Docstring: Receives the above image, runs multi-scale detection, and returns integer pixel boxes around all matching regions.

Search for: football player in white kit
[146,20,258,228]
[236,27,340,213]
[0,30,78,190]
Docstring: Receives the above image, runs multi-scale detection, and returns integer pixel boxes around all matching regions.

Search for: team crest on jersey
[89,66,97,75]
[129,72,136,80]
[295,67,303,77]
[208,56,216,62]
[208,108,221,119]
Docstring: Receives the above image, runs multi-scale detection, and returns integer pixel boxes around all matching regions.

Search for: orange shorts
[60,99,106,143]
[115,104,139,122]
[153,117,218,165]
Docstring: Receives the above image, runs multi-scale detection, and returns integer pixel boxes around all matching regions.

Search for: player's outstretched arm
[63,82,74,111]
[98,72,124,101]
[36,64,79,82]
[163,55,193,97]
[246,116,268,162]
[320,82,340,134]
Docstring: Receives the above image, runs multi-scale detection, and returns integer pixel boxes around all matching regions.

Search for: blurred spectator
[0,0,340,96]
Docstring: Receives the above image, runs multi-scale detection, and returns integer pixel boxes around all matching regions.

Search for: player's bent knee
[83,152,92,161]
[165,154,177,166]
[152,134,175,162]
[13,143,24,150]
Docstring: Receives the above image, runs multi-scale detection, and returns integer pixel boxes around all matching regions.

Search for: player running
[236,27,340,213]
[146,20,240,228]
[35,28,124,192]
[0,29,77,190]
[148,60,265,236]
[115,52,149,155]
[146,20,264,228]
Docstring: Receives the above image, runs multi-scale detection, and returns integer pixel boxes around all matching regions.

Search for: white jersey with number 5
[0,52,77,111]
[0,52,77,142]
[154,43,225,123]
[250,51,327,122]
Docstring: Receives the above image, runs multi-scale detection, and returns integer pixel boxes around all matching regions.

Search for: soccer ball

# Problem
Retype every line of the data above, from start to finish, without changing anything.

# Answer to the exercise
Docstring: Receives the above image, runs multi-scale detection, and returns integer pixel boxes around all matching regions.

Search for: football player in white kit
[146,20,258,228]
[236,27,340,213]
[0,30,78,190]
Docstring: Receives the above image, runs multi-scale detection, and returns integer pixel boxes around all matching regions.

Search for: team crest on jersey
[89,66,97,75]
[129,72,136,80]
[295,67,303,77]
[208,56,216,62]
[208,108,221,119]
Docstring: Receives the above image, runs multi-scale detection, and returns integer pixel boxes around all matching regions.

Search for: orange shorts
[60,99,106,143]
[115,104,139,122]
[153,117,218,165]
Docstring: Receives the above image, runs multi-scale detection, and returns integer pixel boxes around all matching regions.

Search for: player's outstretched arm
[63,82,74,111]
[98,72,124,101]
[36,64,79,82]
[163,55,193,97]
[246,116,268,162]
[320,82,340,134]
Docstring: Receives the above image, runs multi-scale detection, and returns integer pixel boxes around all matching regions.

Search for: blurred spectator
[0,0,340,96]
Docstring: Receives the above image, runs multi-scale detection, and returns integer pixel boxes around all matching regions.

Search for: player's bent knee
[83,152,92,161]
[165,154,177,166]
[152,134,175,162]
[13,143,24,150]
Docstring: Receives the above image, runs multi-scale detection, and returns integer pixel boxes around all matching regions.

Search for: player running
[236,27,340,213]
[146,20,240,228]
[35,28,124,192]
[0,29,77,190]
[148,60,265,236]
[115,52,149,155]
[146,20,264,228]
Docstring: Receives the above image, runs multi-scale detection, and returns integer pixel boxes around all matching regions.

Search for: white jersey with number 5
[0,52,77,111]
[0,52,77,142]
[154,43,225,123]
[250,51,327,122]
Docstring: Receives the above image, runs multi-scale detection, and returns integer pixel boxes around all matching regions.

Search for: soccer ball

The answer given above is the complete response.